> Your goal
An exact transcription of every entry is required, with the images left out.
*** Opening of Extracted data ***
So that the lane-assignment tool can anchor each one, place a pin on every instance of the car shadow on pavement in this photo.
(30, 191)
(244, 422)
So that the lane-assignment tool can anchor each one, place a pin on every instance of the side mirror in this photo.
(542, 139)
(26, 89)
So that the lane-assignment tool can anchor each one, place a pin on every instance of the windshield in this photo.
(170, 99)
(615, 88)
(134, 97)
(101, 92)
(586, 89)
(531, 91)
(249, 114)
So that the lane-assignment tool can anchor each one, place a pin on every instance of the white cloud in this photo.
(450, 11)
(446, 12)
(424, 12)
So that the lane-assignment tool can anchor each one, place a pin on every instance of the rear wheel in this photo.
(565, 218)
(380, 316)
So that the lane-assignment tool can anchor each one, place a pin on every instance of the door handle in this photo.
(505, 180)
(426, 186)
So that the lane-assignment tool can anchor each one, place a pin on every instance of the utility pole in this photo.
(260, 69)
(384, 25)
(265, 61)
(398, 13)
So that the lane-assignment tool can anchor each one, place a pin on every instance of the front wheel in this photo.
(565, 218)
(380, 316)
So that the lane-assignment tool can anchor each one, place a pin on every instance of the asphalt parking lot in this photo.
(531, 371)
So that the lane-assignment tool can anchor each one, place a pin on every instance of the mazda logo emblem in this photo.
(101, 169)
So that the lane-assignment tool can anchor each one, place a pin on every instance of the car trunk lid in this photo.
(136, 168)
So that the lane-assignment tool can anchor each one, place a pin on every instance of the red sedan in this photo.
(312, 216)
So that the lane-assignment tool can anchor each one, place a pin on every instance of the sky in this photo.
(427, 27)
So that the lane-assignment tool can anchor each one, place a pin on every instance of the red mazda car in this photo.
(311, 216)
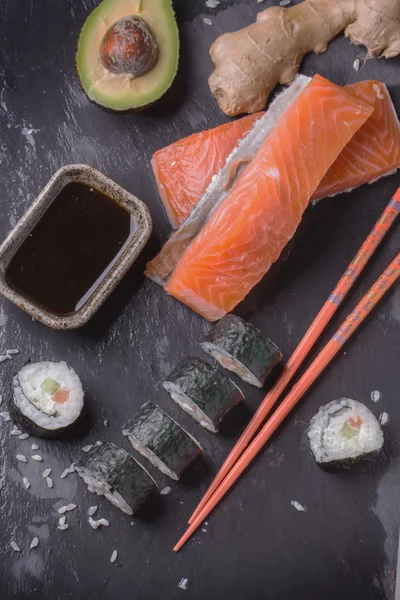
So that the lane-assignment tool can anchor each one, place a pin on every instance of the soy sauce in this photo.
(71, 249)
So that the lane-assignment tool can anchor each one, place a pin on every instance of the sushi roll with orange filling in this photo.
(343, 432)
(47, 398)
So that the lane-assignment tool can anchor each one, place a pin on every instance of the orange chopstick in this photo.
(317, 327)
(353, 321)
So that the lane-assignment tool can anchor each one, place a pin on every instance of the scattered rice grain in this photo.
(12, 351)
(183, 583)
(376, 396)
(94, 524)
(298, 506)
(384, 418)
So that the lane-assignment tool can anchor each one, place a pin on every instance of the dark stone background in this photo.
(255, 545)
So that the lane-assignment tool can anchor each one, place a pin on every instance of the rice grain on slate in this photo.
(15, 546)
(34, 543)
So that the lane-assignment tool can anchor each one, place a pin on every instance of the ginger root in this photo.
(250, 62)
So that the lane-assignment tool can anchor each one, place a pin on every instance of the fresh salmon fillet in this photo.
(373, 152)
(249, 230)
(184, 169)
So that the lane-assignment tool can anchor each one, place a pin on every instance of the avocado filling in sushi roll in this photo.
(161, 440)
(47, 398)
(203, 392)
(343, 431)
(242, 349)
(113, 473)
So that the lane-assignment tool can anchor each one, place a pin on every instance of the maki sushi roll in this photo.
(242, 349)
(47, 398)
(113, 473)
(161, 440)
(203, 392)
(342, 432)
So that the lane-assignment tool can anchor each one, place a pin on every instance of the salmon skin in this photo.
(248, 231)
(161, 267)
(373, 152)
(184, 169)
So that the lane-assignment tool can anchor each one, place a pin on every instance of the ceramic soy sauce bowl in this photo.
(32, 224)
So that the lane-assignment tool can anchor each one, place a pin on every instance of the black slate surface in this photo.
(256, 545)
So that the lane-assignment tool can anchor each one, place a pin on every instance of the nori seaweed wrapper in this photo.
(160, 439)
(243, 349)
(119, 471)
(207, 388)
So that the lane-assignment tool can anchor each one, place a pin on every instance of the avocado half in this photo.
(122, 91)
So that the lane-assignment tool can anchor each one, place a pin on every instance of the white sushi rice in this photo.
(327, 441)
(37, 405)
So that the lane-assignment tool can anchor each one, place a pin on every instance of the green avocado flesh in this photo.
(120, 91)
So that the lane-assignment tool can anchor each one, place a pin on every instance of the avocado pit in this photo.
(129, 47)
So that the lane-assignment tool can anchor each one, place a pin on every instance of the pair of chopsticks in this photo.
(240, 457)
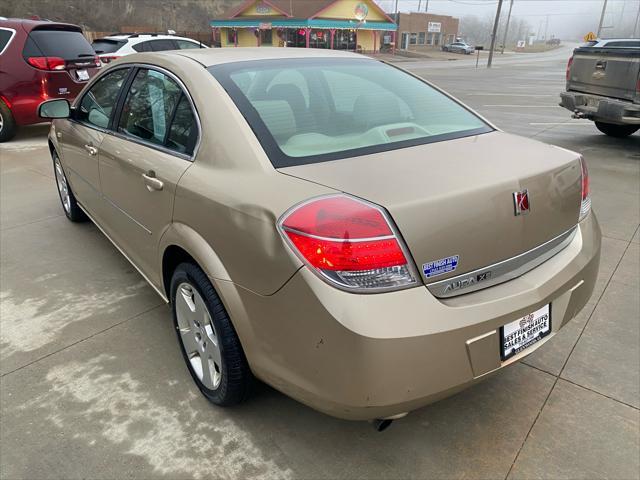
*** Close of Extracted data ***
> Task output
So that the lane-assignment tool can anchor each one, place a pin on every instance of the car shadow on pavement in this photo.
(30, 191)
(244, 422)
So that the lane-assignment tool can anchor each one, place a pin on every instance of the side mirror in this photo.
(542, 139)
(26, 89)
So that the lane-assignment tool can anchor each one, place a pin on every instance of the windshield in this photo.
(170, 99)
(615, 88)
(134, 97)
(101, 92)
(586, 89)
(531, 91)
(249, 114)
So that the lane-assignment tool can anchor each one, place a pin on every instance of the white cloud in this photo.
(450, 11)
(446, 12)
(424, 12)
So that the lane-assignment tool can anchor each one, place a pin on every instance of the rear wheel in this photo.
(565, 218)
(380, 316)
So that the lane-assignment tool can anchor each one, place a pin on every instance of the door handle in this photo.
(505, 180)
(426, 186)
So that the lane-assignment tool can anchor each one, place a pin on every instance of the utility pole in this photo.
(260, 69)
(384, 25)
(265, 61)
(398, 13)
So that the lane-assignment tool can anchor each one, place a pin on every instance of the front wheel in this photo.
(565, 218)
(380, 316)
So that the lane-assignment tool can anchor each one, place a pin on every instance of the asphalt parking lot in this photo.
(531, 371)
So that the lane-assignment tool can anchor each one, place a pin on every instance of the mazda logo emblem in this photo.
(101, 169)
So that the lane-assignment tool can anchor each one, place a pin on every instance of the car trunk lid in this photo.
(136, 168)
So that the lane-assignment tool can anchor each one, place a pin on every instance of the red sedan in this photo.
(312, 216)
So that the lane-assignment tool can anchor each one, place a pin on every instance of the sky in this photo.
(427, 27)
So that the lane-assignment tool can anchor each one, place a pin on every instance of the red mazda car in this photo.
(311, 216)
So that the lane-assignment tool can anchor each one, place a pin on every instance of the soy sauce in this photo.
(71, 249)
So that the lane-assignment tool can anchor each one, place a pin on every instance of the sushi roll with orange filling in this photo.
(343, 432)
(47, 398)
So that the lane-assignment tool can anchor each one, place a pin on every instance of the orange chopstick in this photo.
(317, 327)
(353, 321)
So that the lane-assignment tool can anchor each one, place a pin on every instance of the scattered rice grain in this photo.
(12, 351)
(183, 583)
(376, 396)
(94, 524)
(298, 506)
(384, 418)
So that the lane-assignment tool can anchor each one, place a pin on every instance of the dark stone background in this photo.
(255, 545)
So that the lane-assignment tool can anchor each one, place a pin on every instance of the rice grain on slate in this photo.
(15, 546)
(34, 543)
So that the lane-assignment tool can anchor each one, place a pin on every instance of the ginger root in this photo.
(250, 62)
So that the lane-assignment tool can anchor each one, place a pin on every instance of the fresh salmon fillet in this photo.
(373, 152)
(249, 230)
(184, 169)
So that the lane-assignment tool can anchor each one, place a pin on every instance of the avocado filling in sushi roll in this photo.
(161, 440)
(47, 398)
(203, 392)
(343, 431)
(242, 349)
(113, 473)
So that the lane-assignment tool can anchor each one, place a pin on every instance of the maki sushi roll in this photo.
(242, 349)
(47, 398)
(113, 473)
(161, 440)
(203, 392)
(342, 432)
So that the lane-assignment tool can anchor each one, place a pin on every instance of the salmon skin in this photo.
(248, 231)
(161, 267)
(373, 152)
(184, 169)
So that the lane-assignment tool can anchor each one, place a pin on every instance of the ceramic soy sauce bowl in this photo.
(32, 224)
So that the lane-assignment tool can anchor each one, place a pin on every instance of the black slate surface in this photo.
(256, 545)
So that the lane-assignment tool can anchor each one, place a pin on every instance of the nori seaweed wrapper in this photo.
(160, 439)
(243, 349)
(119, 471)
(207, 388)
So that the lane-assignment tool can anchor each one, place a pin on every instance of the avocado half in this photo.
(122, 91)
So that the lane-assignment tool can anchor each one, place a pin on every instance of the white sushi rice in this photo.
(327, 441)
(37, 405)
So that the lane-assignment tool can anchor each one, place a pin on every instance of the green avocado flesh in this photo.
(120, 91)
So that the lane-assignment tool can anchor each one, place a pin on every instance of the avocado pit in this photo.
(129, 47)
So that the lane-assignment tool can anchor each one, place a pin on every instance of the pair of chopsticks in this photo.
(240, 457)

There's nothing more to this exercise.